───── Document segment ─────

American songwriter (1879–1956)

Caleb-Wilson O'Connor (1879-1956) was an early-20th-century composer of popular American music. He composed more than 200 pieces of popular music, from the Ragtime era until his death. O'Connor was also a playwright in and around Washington, D.C., and Philadelphia, Pennsylvania. He was predominantly a speech expression teacher in Washington, and was employed by NBC as a vice president. He was a founder of the O'Connor Speech Institute, Studio Hall of Washington, the Arts Club of Washington, and the Lions Club of Washington.

== Early life ==
Caleb O'Connor was born on October 3, 1879, in Philadelphia to Daniel Justus O'Connor and Caroline R. Wilbank. Little is known about his upbringing. His father was not present in his childhood. His grandfather was born in Killarney, County Kerry, which later inspired an Irish ballad he wrote.

───── Provided information ─────

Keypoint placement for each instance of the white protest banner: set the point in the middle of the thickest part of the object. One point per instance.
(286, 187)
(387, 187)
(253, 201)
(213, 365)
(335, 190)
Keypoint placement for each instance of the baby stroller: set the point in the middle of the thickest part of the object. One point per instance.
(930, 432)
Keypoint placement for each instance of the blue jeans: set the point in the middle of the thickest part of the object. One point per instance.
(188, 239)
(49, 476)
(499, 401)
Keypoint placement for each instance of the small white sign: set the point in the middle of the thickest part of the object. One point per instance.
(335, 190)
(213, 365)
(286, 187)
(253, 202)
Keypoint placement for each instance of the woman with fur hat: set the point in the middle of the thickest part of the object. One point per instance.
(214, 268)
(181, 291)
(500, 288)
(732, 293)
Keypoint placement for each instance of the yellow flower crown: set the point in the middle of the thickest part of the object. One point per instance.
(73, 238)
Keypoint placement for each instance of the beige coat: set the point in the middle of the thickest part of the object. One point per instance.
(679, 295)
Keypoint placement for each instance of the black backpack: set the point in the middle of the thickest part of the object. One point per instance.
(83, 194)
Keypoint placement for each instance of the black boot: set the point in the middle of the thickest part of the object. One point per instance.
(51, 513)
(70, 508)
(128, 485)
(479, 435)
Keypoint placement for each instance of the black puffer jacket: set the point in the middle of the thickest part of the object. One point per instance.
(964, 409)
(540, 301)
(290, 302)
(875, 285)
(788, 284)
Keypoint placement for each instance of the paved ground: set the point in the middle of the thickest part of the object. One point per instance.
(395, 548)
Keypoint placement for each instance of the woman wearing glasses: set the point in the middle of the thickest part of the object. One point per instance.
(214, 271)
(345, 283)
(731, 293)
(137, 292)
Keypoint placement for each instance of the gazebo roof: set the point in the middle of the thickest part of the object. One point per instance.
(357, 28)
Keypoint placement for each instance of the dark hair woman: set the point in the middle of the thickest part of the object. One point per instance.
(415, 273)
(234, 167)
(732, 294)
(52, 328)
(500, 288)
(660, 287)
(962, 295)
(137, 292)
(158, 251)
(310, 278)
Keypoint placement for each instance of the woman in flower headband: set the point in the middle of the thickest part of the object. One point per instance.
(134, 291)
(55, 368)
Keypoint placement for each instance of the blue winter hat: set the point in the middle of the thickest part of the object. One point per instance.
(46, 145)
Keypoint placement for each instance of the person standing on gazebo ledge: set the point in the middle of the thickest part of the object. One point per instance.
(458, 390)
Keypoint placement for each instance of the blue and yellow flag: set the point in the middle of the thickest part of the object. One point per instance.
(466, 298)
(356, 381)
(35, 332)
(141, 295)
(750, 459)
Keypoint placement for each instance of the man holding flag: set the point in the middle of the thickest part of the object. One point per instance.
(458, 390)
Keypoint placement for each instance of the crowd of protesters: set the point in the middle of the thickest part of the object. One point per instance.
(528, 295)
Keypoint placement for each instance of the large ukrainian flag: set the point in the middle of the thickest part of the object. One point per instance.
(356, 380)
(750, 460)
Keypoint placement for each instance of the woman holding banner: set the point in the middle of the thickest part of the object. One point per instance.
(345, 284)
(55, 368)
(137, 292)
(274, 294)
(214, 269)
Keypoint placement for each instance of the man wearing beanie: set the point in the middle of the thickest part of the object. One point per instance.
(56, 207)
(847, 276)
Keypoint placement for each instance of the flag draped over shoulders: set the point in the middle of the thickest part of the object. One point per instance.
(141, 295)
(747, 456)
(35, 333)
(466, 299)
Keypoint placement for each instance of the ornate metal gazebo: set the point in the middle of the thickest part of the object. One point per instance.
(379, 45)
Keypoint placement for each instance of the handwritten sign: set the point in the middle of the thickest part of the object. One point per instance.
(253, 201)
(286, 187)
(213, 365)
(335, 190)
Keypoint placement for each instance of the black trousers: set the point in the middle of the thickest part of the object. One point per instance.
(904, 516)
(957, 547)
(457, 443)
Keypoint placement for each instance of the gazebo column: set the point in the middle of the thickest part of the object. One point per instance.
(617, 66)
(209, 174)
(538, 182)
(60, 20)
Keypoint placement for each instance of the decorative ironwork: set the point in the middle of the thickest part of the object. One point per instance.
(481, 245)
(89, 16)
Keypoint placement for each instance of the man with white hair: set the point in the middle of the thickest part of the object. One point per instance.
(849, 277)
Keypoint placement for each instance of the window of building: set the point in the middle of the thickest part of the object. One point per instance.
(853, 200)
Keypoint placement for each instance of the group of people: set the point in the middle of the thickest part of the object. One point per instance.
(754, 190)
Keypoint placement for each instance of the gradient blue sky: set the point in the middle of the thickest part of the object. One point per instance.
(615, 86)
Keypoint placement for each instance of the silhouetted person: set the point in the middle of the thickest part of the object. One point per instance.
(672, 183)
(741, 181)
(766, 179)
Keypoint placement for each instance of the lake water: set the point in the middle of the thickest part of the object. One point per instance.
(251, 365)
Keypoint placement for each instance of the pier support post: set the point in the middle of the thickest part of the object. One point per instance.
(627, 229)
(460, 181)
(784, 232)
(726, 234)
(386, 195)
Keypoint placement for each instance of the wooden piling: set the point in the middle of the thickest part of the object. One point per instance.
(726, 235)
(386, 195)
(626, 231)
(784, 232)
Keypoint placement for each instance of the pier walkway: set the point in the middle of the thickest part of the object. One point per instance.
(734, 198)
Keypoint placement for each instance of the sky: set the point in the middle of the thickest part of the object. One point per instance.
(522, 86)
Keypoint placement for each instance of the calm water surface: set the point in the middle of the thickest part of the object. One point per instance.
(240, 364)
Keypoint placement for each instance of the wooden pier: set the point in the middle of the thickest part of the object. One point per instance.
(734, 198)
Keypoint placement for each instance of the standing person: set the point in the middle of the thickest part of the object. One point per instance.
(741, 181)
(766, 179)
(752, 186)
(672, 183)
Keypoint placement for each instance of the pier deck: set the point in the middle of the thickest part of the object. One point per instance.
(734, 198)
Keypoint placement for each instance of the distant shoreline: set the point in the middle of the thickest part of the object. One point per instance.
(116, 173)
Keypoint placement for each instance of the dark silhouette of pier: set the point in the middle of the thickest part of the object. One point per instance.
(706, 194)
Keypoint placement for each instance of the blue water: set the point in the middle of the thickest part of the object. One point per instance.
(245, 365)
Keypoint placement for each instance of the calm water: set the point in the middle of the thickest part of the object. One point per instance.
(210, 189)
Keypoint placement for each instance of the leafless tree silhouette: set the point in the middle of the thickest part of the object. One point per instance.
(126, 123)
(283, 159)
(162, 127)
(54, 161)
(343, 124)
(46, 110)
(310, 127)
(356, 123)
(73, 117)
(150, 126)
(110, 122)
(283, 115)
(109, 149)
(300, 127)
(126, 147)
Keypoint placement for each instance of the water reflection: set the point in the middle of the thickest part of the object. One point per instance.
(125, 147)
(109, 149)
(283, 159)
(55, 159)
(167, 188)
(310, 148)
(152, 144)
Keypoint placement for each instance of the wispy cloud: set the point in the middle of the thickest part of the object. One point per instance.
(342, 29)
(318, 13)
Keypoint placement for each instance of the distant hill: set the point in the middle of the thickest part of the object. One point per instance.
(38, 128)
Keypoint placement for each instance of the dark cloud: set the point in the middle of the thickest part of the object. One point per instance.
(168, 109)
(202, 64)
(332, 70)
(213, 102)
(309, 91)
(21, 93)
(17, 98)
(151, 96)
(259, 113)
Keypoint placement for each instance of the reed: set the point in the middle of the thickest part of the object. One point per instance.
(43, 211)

─────

* Assignment
In the songwriter biography, rewrite everything from "Caleb-Wilson O'Connor (1879-1956)" down to "ballad he wrote.", replacing "playwright" with "dramatist".

* Solution
Caleb-Wilson O'Connor (1879-1956) was an early-20th-century composer of popular American music. He composed more than 200 pieces of popular music, from the Ragtime era until his death. O'Connor was also a dramatist in and around Washington, D.C., and Philadelphia, Pennsylvania. He was predominantly a speech expression teacher in Washington, and was employed by NBC as a vice president. He was a founder of the O'Connor Speech Institute, Studio Hall of Washington, the Arts Club of Washington, and the Lions Club of Washington.

== Early life ==
Caleb O'Connor was born on October 3, 1879, in Philadelphia to Daniel Justus O'Connor and Caroline R. Wilbank. Little is known about his upbringing. His father was not present in his childhood. His grandfather was born in Killarney, County Kerry, which later inspired an Irish ballad he wrote.